_Source extract:_
Content starts

Alexis' retelling of her successful long distance love story with Andy: In 2015 I swiped right on a gorgeous Englishman and that was the end of life as I knew it. Both of us were attending universities near St. Louis, Missouri. He had already been living in America for a few years on an athletic scholarship so thankfully he had become somewhat accustomed to the craziness that is American women (but he had never met a Chicagoan before).
Our six month dating anniversary fell on February 29th (Leap Day) and I proposed to him with a Ring Pop because he told me about an old English law where if a woman proposes on Leap Day the man must either agree or buy an expensive gift. Apparently I got both because he was proposing with a real ring less than two months later. About five months before we got married, he was invited to present some research at the national conference for the American College of Sports Medicine. While we were there, he sparked the interest of a university near Savannah, Georgia. We moved to Georgia in August - which ended up being a bit of a flop. But not before the greatest high of our lives - getting married on October 4th, 2017. By January 2018 - just three months later - my husband's university informed him that they were no longer supporting the funding for his Master's degree and that he could either choose to pay over $10,000 out-of-pocket for the next semester or return to England within the next two weeks. Reluctantly he chose the latter and we shared tearful goodbyes at the Savannah Airport. Meanwhile, I returned to Chicago to stay with family during the 10 months of preparing for my visa to join him.

Content ends

_Provided material:_
Content starts

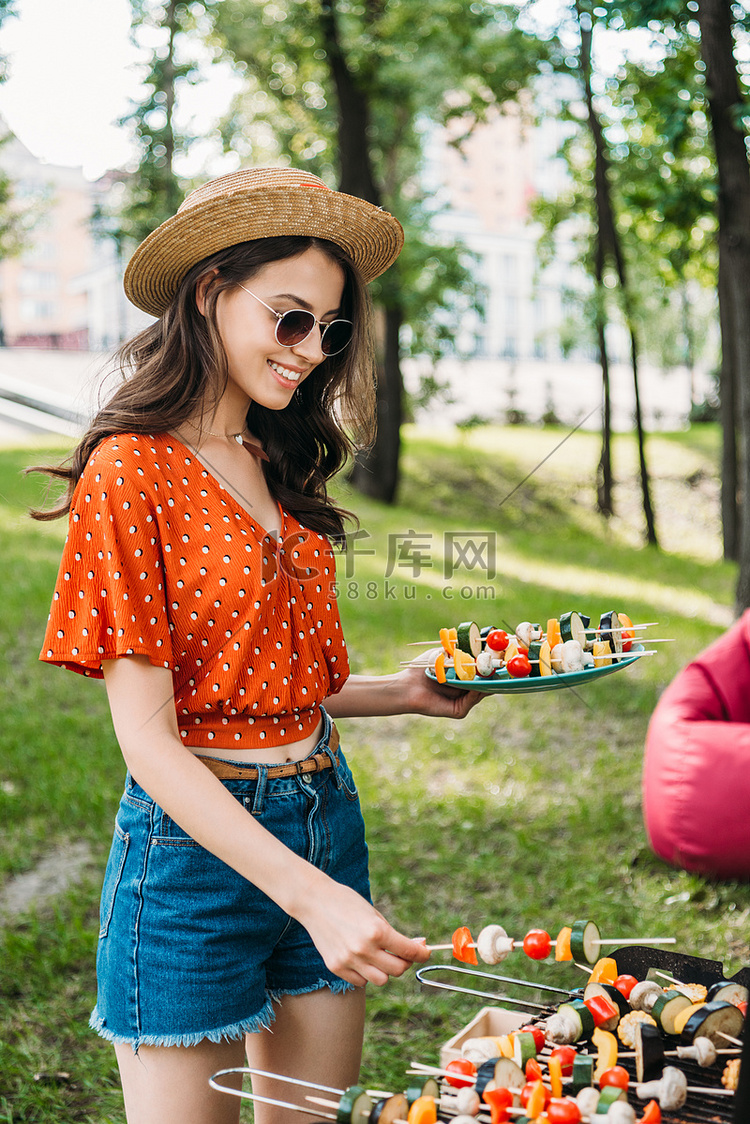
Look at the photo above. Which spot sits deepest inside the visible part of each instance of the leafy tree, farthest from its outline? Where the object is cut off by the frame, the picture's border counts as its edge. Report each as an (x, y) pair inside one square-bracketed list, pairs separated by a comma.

Content ends

_What to work on:_
- a) Echo the passage of the love story between "Alexis' retelling of" and "a Chicagoan before).", inclusive.
- b) Answer these questions from the love story:
(i) In what year did the narrator swipe right on the Englishman?
(ii) On what date did the couple get married?
(iii) For how many months did the narrator stay with family in Chicago while preparing the visa?
- c) Carry the love story on from the point where it stops.

_Task results:_
- a)
Alexis' retelling of her successful long distance love story with Andy: In 2015 I swiped right on a gorgeous Englishman and that was the end of life as I knew it. Both of us were attending universities near St. Louis, Missouri. He had already been living in America for a few years on an athletic scholarship so thankfully he had become somewhat accustomed to the craziness that is American women (but he had never met a Chicagoan before).

- b)
(i) 2015
(ii) October 4th, 2017
(iii) 10 months

- c)
A lot of people assume that getting married automatically entitles you to the same residency rights as your spouse and it's simply not the case. Before my husband and I could even think about applying for my spousal visa, we had certain requirements we had to meet. As the "sponsor" for my visa, my husband had to first prove £18,600 in annual income (shown in payslips covering a minimum period of six months - if one consistent employer, or 12 months if not), as well as documentation supporting that employment as well as that he would be providing accommodation for me and was of "good moral character." I, as the applicant, also needed to display "good moral character" as well as English literacy proof (though I was exempt from this for having a degree from a US university), and biometrics (i.e. fingerprint data). Our relationship also needed to be deemed "authentic and genuine" in providing photo evidence and Facebook chat histories. The visa costs totaled around $4,500; a visa fee of $2,026 (August 2018), NHS surcharge of $798, an extra $692 for priority service (we had already lost nearly our entire first year of marriage, we weren't prepared to lose more), $100 to MAIL the documents, and $880 for the flight and extra bag (because you try moving abroad with only one suitcase). We applied on August 26th and I had my passport with an entry visa by October 8th (for those of you keeping track, just four days after our wedding anniversary). I left Chicago on October 25th and landed in England on October 26th. I cannot even begin to describe the relief I felt to finally be with my husband again. I think we made quite a few prudish on-lookers uncomfortable in the airport that day.